Cuando estábamos en el cementerio, Ricardo nos dijo que querían que le incineraran porque no quería un ataúd abandonado, tenía miedo de que nadie se acordara de enterrarlo y de que los pocos familiares que le quedaban, tuvieran que estar obligados a recordarle. Creía que pronto nadie se acordarí de él. Quiero decirle, que yo sí que le recordaré, porque me parece admirable que consiga hacer de un pueblo desconocido la casa del viajero que llega.  Gracias Ricardo, por hacerme pasear por esas mágicas calles y por la gran lección de vida que me enseñaste.
Marta Peinado  

jueves, 14 de junio de 2012

Lunes 16 de abril de 2012. Medinaceli


         Es mediodía y nuestro primer reposo del viaje. Ya estamos en tierras castellanas cercanas a Soria. Medinaceli es un lugar ciertamente inhóspito, este pueblo parece bastante tosco, pero en lo alto de una pequeña meseta desde donde se dominan las inmensas llanuras, tiene unas vistas impresionantes. A la entrada, un prado de alto césped azotado por las fuertes ráfagas de viento nos recibía con un vasto paisaje a sus espaldas.

————

> [REQUISITOS DE TAREAS]
a - Según el relato de viaje, ¿por qué quería Ricardo que lo incineraran? Responde en una a tres oraciones.
b - Prosigue, por favor, el relato de viaje a partir de su última oración.
El listado no hace falta para resolver estas tareas.

————

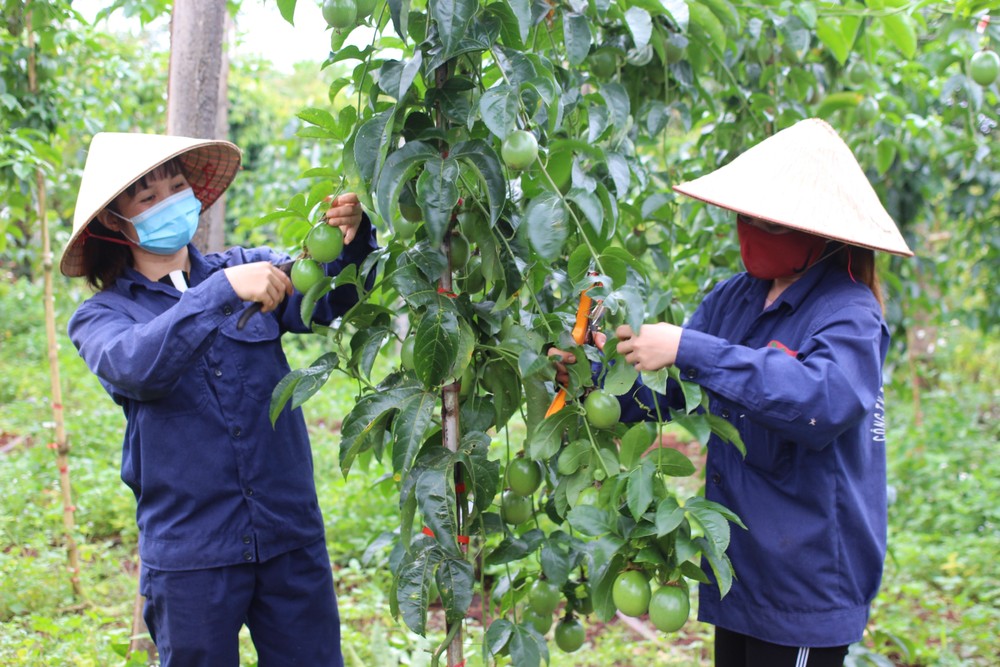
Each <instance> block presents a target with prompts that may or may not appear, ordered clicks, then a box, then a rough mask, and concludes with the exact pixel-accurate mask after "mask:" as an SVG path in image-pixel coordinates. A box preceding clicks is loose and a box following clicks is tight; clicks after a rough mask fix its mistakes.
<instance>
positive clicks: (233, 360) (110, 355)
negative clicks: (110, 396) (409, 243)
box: [60, 133, 377, 667]
mask: <svg viewBox="0 0 1000 667" xmlns="http://www.w3.org/2000/svg"><path fill="white" fill-rule="evenodd" d="M239 165H240V151H239V149H238V148H237V147H236V146H234V145H233V144H231V143H229V142H226V141H213V140H203V139H191V138H186V137H175V136H162V135H148V134H117V133H104V134H98V135H96V136H95V137H94V139H93V141H92V142H91V145H90V151H89V154H88V156H87V162H86V165H85V167H84V174H83V179H82V181H81V185H80V192H79V195H78V198H77V207H76V212H75V216H74V225H73V234H72V236H71V238H70V240H69V243H68V245H67V248H66V250H65V252H64V254H63V257H62V260H61V262H60V268H61V270H62V272H63V273H64V274H66V275H68V276H85V277H86V278H87V280H88V282H90V283H91V285H93V286H94V287H95V288H96V289H97V290H98V291H97V293H96V294H95V295H93V296H92V297H91V298H89V299H88V300H87V301H85V302H84V303H83V304H82V305H81V306H80V307H79V309H78V310H77V311H76V313H74V315H73V317H72V318H71V320H70V323H69V335H70V338H71V339H72V341H73V344H74V345H76V347H77V349H78V350H79V351H80V355H81V356H82V357H83V359H84V361H85V362H86V363H87V365H88V367H89V368H90V369H91V371H93V372H94V373H95V374H96V375H97V377H98V378H99V379H100V381H101V383H102V385H103V386H104V388H105V389H106V390H107V391H108V393H109V394H110V395H111V397H112V398H113V399H114V400H115V402H117V403H118V404H119V405H121V406H122V409H123V410H124V412H125V416H126V428H125V438H124V445H123V453H122V479H123V480H124V481H125V483H126V484H127V485H128V486H129V488H131V489H132V491H133V493H134V494H135V497H136V501H137V510H136V519H137V522H138V525H139V555H140V557H141V560H142V572H141V576H140V589H141V592H142V593H143V595H144V596H145V597H146V607H145V611H144V616H145V618H146V622H147V625H148V626H149V630H150V633H151V635H152V637H153V640H154V642H155V643H156V646H157V648H158V650H159V653H160V658H161V664H163V665H164V666H169V665H174V666H178V665H183V666H185V667H188V666H191V665H204V666H205V667H208V666H212V667H218V666H223V667H225V666H227V665H228V666H232V667H236V665H238V664H239V654H238V650H237V649H238V634H239V631H240V628H241V626H242V625H244V624H246V625H247V626H248V627H249V629H250V633H251V637H252V638H253V641H254V644H255V645H256V648H257V654H258V656H259V660H260V664H262V665H264V664H291V663H295V664H303V665H321V666H331V667H332V666H340V665H342V664H343V660H342V657H341V652H340V632H339V616H338V612H337V601H336V597H335V595H334V591H333V577H332V574H331V568H330V561H329V557H328V555H327V551H326V543H325V539H324V537H325V529H324V522H323V517H322V515H321V513H320V509H319V504H318V502H317V498H316V490H315V486H314V482H313V467H312V457H311V451H310V447H309V437H308V434H307V431H306V426H305V421H304V419H303V417H302V413H301V411H300V410H294V411H293V410H291V409H290V408H288V407H286V408H285V409H284V410H283V411H282V412H281V413H280V415H279V416H278V417H277V419H276V421H275V422H274V424H273V426H272V424H271V422H270V419H269V416H268V412H269V410H268V407H269V403H270V398H271V392H272V390H273V389H274V387H275V386H276V385H277V384H278V382H279V381H280V380H281V379H282V378H284V377H285V375H286V374H287V373H288V372H289V370H290V369H289V366H288V363H287V361H286V360H285V355H284V353H283V351H282V348H281V335H282V334H283V333H285V332H287V331H291V332H307V331H309V328H308V327H307V326H306V324H305V323H304V322H303V321H302V319H301V317H300V314H299V311H300V308H299V303H300V302H301V300H302V295H301V294H298V293H295V292H294V290H293V287H292V284H291V281H290V280H289V277H288V275H286V273H285V272H284V271H282V270H281V269H279V268H278V266H277V265H280V264H283V263H287V262H288V260H289V258H288V256H287V255H284V254H280V253H276V252H274V251H272V250H270V249H268V248H251V249H247V248H231V249H229V250H227V251H225V252H222V253H212V254H206V255H203V254H201V253H200V252H199V251H198V250H197V248H195V247H194V246H193V245H191V244H190V241H191V239H192V237H193V236H194V232H195V230H196V228H197V226H198V216H199V213H200V212H201V211H202V210H203V209H205V208H208V207H209V206H211V205H212V204H213V203H214V202H215V201H216V200H217V199H218V197H219V196H220V195H221V194H222V193H223V192H224V191H225V189H226V188H227V187H228V186H229V184H230V183H231V182H232V180H233V178H234V177H235V175H236V172H237V171H238V169H239ZM323 219H324V220H325V222H326V223H327V224H329V225H333V226H336V227H339V228H340V229H341V230H342V232H343V235H344V242H345V246H344V250H343V252H342V253H341V255H340V256H339V257H338V258H336V259H335V260H333V261H332V262H330V263H329V264H327V265H326V267H325V269H326V272H327V274H328V275H331V276H332V275H336V274H337V273H338V272H339V271H340V270H341V269H343V268H344V267H346V266H347V265H349V264H353V265H355V266H360V264H361V262H362V261H363V260H364V258H365V257H366V256H367V255H368V254H369V253H371V252H372V250H374V249H375V248H376V247H377V245H376V242H375V232H374V229H373V228H372V226H371V222H370V221H369V220H368V218H367V216H364V215H363V213H362V211H361V208H360V204H359V203H358V199H357V196H356V195H353V194H347V195H341V196H340V197H338V198H336V199H334V200H332V201H330V206H329V209H328V210H326V212H325V214H324V218H323ZM371 278H373V276H370V277H369V279H371ZM357 299H358V294H357V291H356V289H355V288H354V287H353V286H344V287H339V288H337V289H335V290H333V291H332V292H330V293H329V294H328V295H327V296H326V297H324V298H322V299H321V300H320V303H319V304H317V308H316V311H315V313H314V319H315V320H316V321H318V322H323V323H328V322H331V321H332V320H334V319H335V318H336V317H338V316H340V315H341V314H343V313H344V312H345V311H346V310H347V309H348V308H349V307H350V306H351V305H353V304H354V303H356V302H357ZM250 305H254V306H256V307H259V308H260V313H261V314H259V315H257V314H254V315H253V316H251V317H241V316H242V315H245V314H246V313H248V312H252V311H248V308H249V307H250Z"/></svg>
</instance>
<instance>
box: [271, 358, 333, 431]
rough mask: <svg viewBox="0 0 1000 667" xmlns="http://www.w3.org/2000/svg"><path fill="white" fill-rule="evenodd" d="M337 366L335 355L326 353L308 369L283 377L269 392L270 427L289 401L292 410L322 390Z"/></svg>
mask: <svg viewBox="0 0 1000 667" xmlns="http://www.w3.org/2000/svg"><path fill="white" fill-rule="evenodd" d="M337 364H338V358H337V355H336V354H335V353H333V352H328V353H326V354H324V355H323V356H321V357H320V358H319V359H317V360H316V361H314V362H313V363H312V365H311V366H310V367H308V368H301V369H297V370H294V371H292V372H291V373H289V374H288V375H286V376H285V377H283V378H282V379H281V381H280V382H278V384H277V385H276V386H275V387H274V390H273V391H272V392H271V406H270V411H269V413H268V416H269V417H270V419H271V426H274V423H275V422H276V421H278V417H279V416H280V415H281V411H282V410H283V409H284V407H285V404H286V403H288V401H289V400H291V401H292V409H293V410H294V409H296V408H298V407H299V406H301V405H302V404H303V403H305V402H306V401H307V400H308V399H309V398H310V397H311V396H312V395H313V394H315V393H316V392H317V391H319V390H320V389H322V388H323V385H325V384H326V381H327V380H329V379H330V374H331V373H332V372H333V369H334V368H336V367H337Z"/></svg>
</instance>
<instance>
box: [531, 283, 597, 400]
mask: <svg viewBox="0 0 1000 667" xmlns="http://www.w3.org/2000/svg"><path fill="white" fill-rule="evenodd" d="M588 289H589V288H588ZM602 315H604V301H603V300H601V301H597V302H596V303H595V301H594V299H593V298H591V297H590V295H588V294H587V290H584V291H583V292H581V293H580V303H579V304H577V307H576V321H575V322H574V324H573V341H574V342H575V343H576V344H577V345H583V344H584V343H592V342H593V340H594V332H595V331H597V325H598V323H599V322H600V320H601V316H602ZM565 406H566V388H565V387H561V388H560V389H559V391H558V392H557V393H556V396H555V398H553V399H552V403H551V404H550V405H549V409H548V410H547V411H546V412H545V416H546V417H549V416H551V415H554V414H555V413H557V412H559V411H560V410H562V409H563V408H564V407H565Z"/></svg>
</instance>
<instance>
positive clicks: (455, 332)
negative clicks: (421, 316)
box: [413, 308, 459, 388]
mask: <svg viewBox="0 0 1000 667" xmlns="http://www.w3.org/2000/svg"><path fill="white" fill-rule="evenodd" d="M414 335H415V336H416V342H415V343H414V345H413V364H414V366H415V368H414V371H415V372H416V374H417V378H419V379H420V381H421V382H423V383H424V386H425V387H428V388H433V387H438V386H440V385H441V383H442V382H444V381H445V379H447V377H448V371H450V370H451V368H452V366H454V365H455V360H456V359H457V358H458V343H459V328H458V318H457V317H456V316H455V313H453V312H452V311H450V310H448V309H445V308H432V309H430V310H428V311H427V313H426V314H425V315H424V316H423V317H422V318H420V323H419V324H418V325H417V330H416V333H415V334H414Z"/></svg>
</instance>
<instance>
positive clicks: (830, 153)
mask: <svg viewBox="0 0 1000 667" xmlns="http://www.w3.org/2000/svg"><path fill="white" fill-rule="evenodd" d="M674 190H676V191H677V192H680V193H683V194H686V195H688V196H690V197H694V198H695V199H700V200H701V201H704V202H707V203H709V204H715V205H716V206H721V207H722V208H727V209H730V210H732V211H736V212H737V213H742V214H744V215H748V216H751V217H755V218H760V219H762V220H767V221H768V222H773V223H775V224H778V225H784V226H785V227H790V228H792V229H798V230H800V231H803V232H809V233H811V234H816V235H817V236H822V237H824V238H828V239H833V240H835V241H843V242H844V243H849V244H852V245H857V246H861V247H864V248H871V249H872V250H884V251H886V252H891V253H894V254H896V255H904V256H907V257H911V256H913V251H912V250H910V248H909V247H908V246H907V245H906V241H905V240H904V239H903V236H902V234H900V233H899V229H898V228H897V227H896V223H895V222H893V220H892V218H891V217H890V216H889V213H888V212H887V211H886V210H885V208H884V207H883V206H882V203H881V202H880V201H879V198H878V195H877V194H875V190H874V189H873V188H872V186H871V183H869V182H868V178H867V177H866V176H865V173H864V171H862V169H861V165H859V164H858V162H857V160H856V159H855V157H854V153H852V152H851V149H850V148H849V147H848V146H847V144H845V143H844V141H843V139H841V138H840V136H838V135H837V133H836V131H835V130H834V129H833V128H832V127H830V125H829V124H827V123H826V121H823V120H820V119H819V118H809V119H806V120H802V121H799V122H798V123H796V124H795V125H793V126H791V127H789V128H787V129H784V130H782V131H780V132H778V133H777V134H775V135H774V136H772V137H769V138H768V139H765V140H764V141H762V142H760V143H759V144H757V145H756V146H754V147H753V148H750V149H749V150H747V151H746V152H744V153H742V154H741V155H740V156H739V157H737V158H736V159H735V160H733V161H732V162H730V163H729V164H727V165H726V166H724V167H720V168H719V169H716V170H715V171H713V172H712V173H710V174H706V175H705V176H702V177H701V178H697V179H695V180H693V181H688V182H687V183H681V184H680V185H675V186H674Z"/></svg>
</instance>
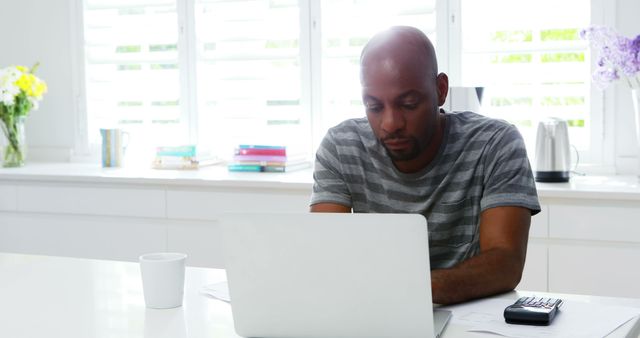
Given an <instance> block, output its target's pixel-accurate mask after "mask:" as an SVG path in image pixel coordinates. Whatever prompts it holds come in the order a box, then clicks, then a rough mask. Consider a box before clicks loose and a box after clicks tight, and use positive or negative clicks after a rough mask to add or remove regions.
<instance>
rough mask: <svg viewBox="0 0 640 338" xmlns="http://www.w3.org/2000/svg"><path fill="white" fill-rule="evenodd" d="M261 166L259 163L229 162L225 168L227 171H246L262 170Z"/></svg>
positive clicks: (261, 167) (259, 170) (263, 167)
mask: <svg viewBox="0 0 640 338" xmlns="http://www.w3.org/2000/svg"><path fill="white" fill-rule="evenodd" d="M263 168H264V167H263V166H261V165H244V164H229V165H228V166H227V169H228V170H229V171H247V172H262V171H263Z"/></svg>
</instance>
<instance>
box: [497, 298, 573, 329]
mask: <svg viewBox="0 0 640 338" xmlns="http://www.w3.org/2000/svg"><path fill="white" fill-rule="evenodd" d="M562 304H563V302H562V300H561V299H557V298H543V297H521V298H519V299H518V300H517V301H516V302H515V303H513V304H511V305H509V306H507V308H506V309H504V319H505V320H506V321H507V323H510V324H525V325H549V324H551V322H552V321H553V318H554V317H555V316H556V314H557V313H558V309H559V308H560V307H561V306H562Z"/></svg>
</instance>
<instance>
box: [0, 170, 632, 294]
mask: <svg viewBox="0 0 640 338" xmlns="http://www.w3.org/2000/svg"><path fill="white" fill-rule="evenodd" d="M35 169H37V168H35ZM35 169H34V170H35ZM19 170H20V169H19ZM25 170H26V169H25ZM43 170H44V169H43ZM65 170H66V169H65ZM44 171H47V170H44ZM13 172H14V171H11V173H13ZM47 172H48V171H47ZM34 174H35V175H36V176H35V177H34V178H32V179H29V178H28V175H27V174H24V175H22V176H21V175H17V176H16V177H13V179H12V178H6V176H0V251H7V252H20V253H32V254H47V255H61V256H75V257H88V258H102V259H117V260H128V261H135V260H137V257H138V256H139V255H140V254H141V253H145V252H152V251H181V252H186V253H187V254H188V255H189V258H188V261H187V262H188V264H189V265H192V266H206V267H223V257H222V252H221V249H220V248H221V238H220V231H219V229H218V220H219V217H220V215H221V214H223V213H227V212H243V213H246V212H306V211H308V210H309V197H310V193H311V182H308V181H304V180H301V181H295V180H294V181H291V177H292V176H255V177H260V178H262V177H264V179H265V181H259V182H258V181H241V180H240V176H228V177H227V179H226V180H223V181H219V182H217V181H213V180H206V179H200V178H198V177H191V176H189V177H186V178H185V177H182V179H185V180H184V181H181V180H177V179H176V178H175V177H173V175H177V174H176V173H167V172H162V171H156V172H153V175H165V176H167V177H166V178H155V179H140V178H128V177H124V178H119V177H115V178H113V177H111V176H116V175H117V173H116V172H112V171H109V172H107V174H108V175H111V176H110V177H104V176H101V177H100V178H95V177H71V178H70V177H63V176H62V175H61V176H60V177H62V178H60V177H58V176H56V175H49V176H46V175H45V174H43V173H41V172H35V173H34ZM178 174H181V175H196V174H197V173H193V174H192V173H187V172H184V173H182V172H180V173H178ZM11 175H13V174H11ZM105 175H106V174H105ZM220 175H228V173H226V171H223V172H222V173H220ZM305 175H306V176H310V172H309V173H307V174H305ZM9 176H10V175H9ZM306 176H305V177H306ZM25 177H26V178H25ZM247 177H254V176H242V177H241V179H243V180H244V179H245V178H247ZM255 177H254V179H255ZM280 179H282V180H283V181H282V182H279V181H278V180H280ZM285 179H287V180H289V181H285ZM633 179H634V180H633V182H636V181H635V178H633ZM234 180H238V181H234ZM630 182H631V181H630ZM614 183H615V182H614ZM614 183H612V185H611V187H612V188H611V189H613V190H612V191H613V192H609V193H608V195H607V196H608V197H607V198H602V197H601V196H600V194H599V193H597V192H593V191H592V190H593V184H591V185H585V189H587V190H585V191H586V193H585V194H584V195H579V196H578V195H575V194H573V193H572V191H573V190H572V189H575V187H574V186H572V185H569V184H567V185H547V186H543V187H542V189H540V188H539V189H538V191H539V193H540V196H541V200H540V202H541V205H542V212H541V213H539V214H538V215H536V216H534V217H533V218H532V220H531V228H530V231H529V244H528V252H527V260H526V264H525V268H524V272H523V278H522V281H521V283H520V284H519V285H518V287H517V288H518V289H520V290H531V291H551V292H563V293H586V294H593V295H605V296H626V297H640V287H638V286H637V285H640V269H638V268H637V266H640V189H639V190H638V191H635V190H633V189H635V188H634V185H633V184H626V185H617V184H614ZM572 184H574V183H572ZM620 186H625V187H630V188H625V189H622V188H620ZM563 189H565V190H563ZM566 189H568V190H566ZM616 189H617V190H616Z"/></svg>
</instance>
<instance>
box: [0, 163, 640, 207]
mask: <svg viewBox="0 0 640 338" xmlns="http://www.w3.org/2000/svg"><path fill="white" fill-rule="evenodd" d="M312 173H313V170H312V168H307V169H303V170H298V171H294V172H290V173H251V172H247V173H243V172H229V171H227V169H226V166H224V165H216V166H210V167H204V168H201V169H199V170H156V169H149V168H102V167H100V165H99V164H86V163H37V162H33V163H28V164H27V165H26V166H24V167H22V168H0V182H1V181H5V182H7V181H30V182H43V181H44V182H73V183H108V184H127V185H130V184H137V185H163V186H186V187H189V186H194V187H223V188H250V189H252V188H255V189H294V190H296V189H300V190H305V191H309V190H310V189H311V185H312V184H313V177H312ZM537 188H538V195H539V196H540V197H542V198H580V199H615V200H636V201H640V181H639V180H638V178H637V177H635V176H602V175H598V176H595V175H594V176H589V175H587V176H574V177H572V178H571V181H570V182H569V183H537Z"/></svg>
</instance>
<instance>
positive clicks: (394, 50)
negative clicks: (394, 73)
mask: <svg viewBox="0 0 640 338" xmlns="http://www.w3.org/2000/svg"><path fill="white" fill-rule="evenodd" d="M360 66H361V76H362V75H363V74H364V73H365V72H366V69H367V68H369V67H381V66H382V67H390V66H395V67H400V66H405V67H410V68H411V70H410V71H411V72H420V73H422V74H421V75H423V76H425V77H426V78H425V80H428V79H432V80H433V79H435V77H436V75H437V74H438V62H437V60H436V52H435V49H434V48H433V44H432V43H431V41H430V40H429V38H428V37H427V36H426V35H425V34H424V33H423V32H422V31H420V30H419V29H417V28H414V27H409V26H395V27H391V28H389V29H387V30H385V31H382V32H380V33H378V34H376V35H375V36H374V37H373V38H371V40H369V42H368V43H367V44H366V45H365V47H364V48H363V49H362V54H361V56H360ZM398 71H400V69H399V70H398ZM403 71H404V70H403Z"/></svg>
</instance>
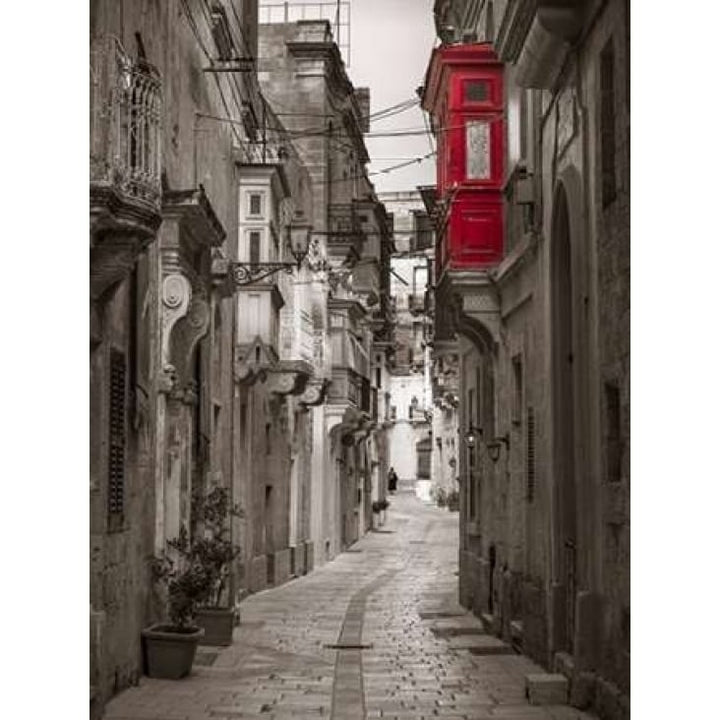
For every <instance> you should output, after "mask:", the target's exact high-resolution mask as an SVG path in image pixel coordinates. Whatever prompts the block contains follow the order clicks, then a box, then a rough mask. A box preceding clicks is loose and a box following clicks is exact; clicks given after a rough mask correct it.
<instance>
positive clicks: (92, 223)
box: [90, 36, 162, 299]
mask: <svg viewBox="0 0 720 720" xmlns="http://www.w3.org/2000/svg"><path fill="white" fill-rule="evenodd" d="M161 126H162V83H161V80H160V75H159V73H158V71H157V69H156V68H154V67H153V66H152V65H150V64H149V63H147V62H145V61H135V60H133V59H132V58H131V57H130V56H129V55H128V54H127V53H126V52H125V50H124V49H123V47H122V45H121V44H120V42H119V40H117V38H114V37H112V36H103V37H98V38H94V39H93V41H92V44H91V57H90V291H91V296H92V298H93V299H97V298H99V297H101V296H102V295H103V293H104V292H105V291H106V290H107V289H108V288H109V287H110V286H111V285H113V284H114V283H116V282H118V281H119V280H121V279H122V278H123V277H124V276H126V275H127V273H128V272H130V270H131V269H132V267H133V266H134V264H135V261H136V260H137V256H138V254H139V253H140V252H142V250H143V249H144V248H145V247H146V246H147V245H148V244H149V243H150V242H151V241H152V240H153V239H154V238H155V235H156V233H157V230H158V227H159V226H160V222H161V220H162V214H161V183H160V172H161V145H162V135H161Z"/></svg>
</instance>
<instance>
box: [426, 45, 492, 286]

————

> [TUS RESPUESTAS ESCRITAS]
a - Ricardo quería que lo incineraran porque no quería un ataúd abandonado. Temía que nadie se acordara de enterrarlo y que los pocos familiares que le quedaban se vieran obligados a recordarle, ya que creía que pronto nadie se acordaría de él.

b -
Medinaceli
Con un buen amigo nos hemos adentrado en el histórico pueblo que, valga la redundancia, rebosaba de soledad. Aún así, algún que otro vecino ha hecho su aparición, mas pese a nuestros amistosos saludos todos han prolongado el silencio del pueblo. Atravesando calles, plazas y diminutos pasajes, que parecían construidos a modo de pasillos, llegamos a la otra cara de la civilización:  otro inmenso paisaje tras otro prado verde. Esta vez el paisaje se veia interrumpido por un edificio de grandes dimensiones: un castillo de aspecto medieval yacía en medio del prado pero al borde del barranco, con una parte bien erguida y la otra medio arruinada. Nos hemos dirigido a esta última tras observar brevemente la fachada. A medida que nos acercabamos al precipicio, el paisaje se apreciaba  cada vez mejor y el viento soplaba más y más fuerte. Al alcanzar el muro medio derrocado del vetusto edificio, nos hemos dado cuenta, con sorpresa, que  a resguardo del viento, había un cementerio construido  cuidadosamente. Nos hemos alejado de lo que parecía un castillo abandonado y justo antes de adentrarnos otra vez en la estrechez de ésas calles rocosas, he vuelto a mirar más allá de los límites de la meseta: eran otras vistas pero no por ello menos impresionantes.

De nuevo, mientras el viento se llevaba el resonar de nuestros pasos por las calles, he mirado el reloj: era casi la hora de comer y seguíamos sin haber visto apenas una alma castellana en ese pueblo.

Y nos hemos ido sin más. Este pueblo anacrónico, lleno de historia pero con poca vida actualmente, me ha dado, sin embargo, la impresión de que quería recibirnos, como si se hubiese preparado para que lo pudiesemos ver mejor: vacío y en silencio, despejado, para que pudiéramos apreciar con detalle su cuerpo, esas estructuras de piedra, que delatan su pasado,  lo único que ha perdurado en el tiempo.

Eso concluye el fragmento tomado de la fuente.